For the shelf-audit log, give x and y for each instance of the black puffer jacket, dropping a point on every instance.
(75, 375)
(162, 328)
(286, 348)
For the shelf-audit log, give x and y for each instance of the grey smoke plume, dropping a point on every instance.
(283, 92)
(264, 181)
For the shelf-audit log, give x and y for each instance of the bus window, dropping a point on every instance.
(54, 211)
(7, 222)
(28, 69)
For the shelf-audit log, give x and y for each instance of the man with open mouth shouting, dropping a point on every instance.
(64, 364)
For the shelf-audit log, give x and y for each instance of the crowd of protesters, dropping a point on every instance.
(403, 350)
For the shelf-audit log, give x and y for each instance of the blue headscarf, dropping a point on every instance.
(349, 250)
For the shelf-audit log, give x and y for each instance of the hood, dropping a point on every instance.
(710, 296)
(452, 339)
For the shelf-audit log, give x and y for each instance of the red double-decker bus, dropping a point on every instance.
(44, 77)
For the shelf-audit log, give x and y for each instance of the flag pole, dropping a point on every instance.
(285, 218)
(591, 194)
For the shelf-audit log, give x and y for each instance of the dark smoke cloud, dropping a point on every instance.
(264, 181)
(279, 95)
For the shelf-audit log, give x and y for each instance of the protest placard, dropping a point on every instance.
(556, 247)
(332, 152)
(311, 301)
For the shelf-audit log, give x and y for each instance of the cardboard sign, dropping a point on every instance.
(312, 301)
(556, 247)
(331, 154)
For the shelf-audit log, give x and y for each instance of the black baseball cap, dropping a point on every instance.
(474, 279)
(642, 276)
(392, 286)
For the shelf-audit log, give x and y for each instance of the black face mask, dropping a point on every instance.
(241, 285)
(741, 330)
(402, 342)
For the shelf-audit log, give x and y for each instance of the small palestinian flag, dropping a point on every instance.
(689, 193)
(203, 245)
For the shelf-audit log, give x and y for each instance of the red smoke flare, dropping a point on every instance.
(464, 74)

CHALLENGE: Reproduce every one of the lines above word for word, in their original order, leaving none out.

EXPECTED ANSWER:
For the shelf-audit log, give x and y for each instance of the black puffer jacket, dropping a point on every instance.
(75, 375)
(162, 328)
(286, 348)
For the shelf-audit log, give x and y for each instance of the grey smoke plume, dropping a point on every instance.
(283, 92)
(264, 181)
For the shelf-audit log, give x and y for each instance of the bus window, dropping a point on every instance.
(54, 211)
(7, 222)
(28, 69)
For the shelf-audit log, give x and y for each instance of the man with open mouth shouting, dropping a point on every instance.
(64, 364)
For the shelf-audit log, give x and y for each instance of the crowd of protesters, dropping a point on every instance.
(403, 350)
For the shelf-audit log, give x and y for each instance of the blue headscarf, dropping a point on every instance.
(349, 250)
For the shelf-audit log, give x and y for each instance of the hood, dropping a point on every instance.
(710, 296)
(452, 339)
For the shelf-audit log, give x and y for each instance of the red double-decker bus, dropping a point on every instance.
(44, 77)
For the shelf-audit log, give x and y for each instance of the flag pole, dropping a point on every instance.
(285, 218)
(591, 194)
For the shelf-audit log, give x and y for each instance of the dark smoke cloud, dropping a point on every instance.
(264, 181)
(279, 95)
For the shelf-audit log, give x and y for each instance of the protest placard, dropping a point on every instance.
(556, 247)
(332, 152)
(311, 301)
For the shelf-audit log, give x and y for each instance of the cardboard sign, dropping a point on every instance.
(312, 301)
(556, 247)
(331, 154)
For the shelf-audit log, give x and y for each instance of the black baseball cap, dropping a point on every instance.
(474, 279)
(642, 276)
(392, 286)
For the shelf-audit log, give x and y for each instance of the black face mask, dropping a point on every instance.
(241, 285)
(741, 330)
(402, 342)
For the shelf-audit log, give x and y for each instance of the small palestinian flag, dropping a point on every instance.
(689, 193)
(203, 245)
For the shelf-audit log, give x and y for each instance of the red smoke flare, dropping a point on every instance.
(464, 74)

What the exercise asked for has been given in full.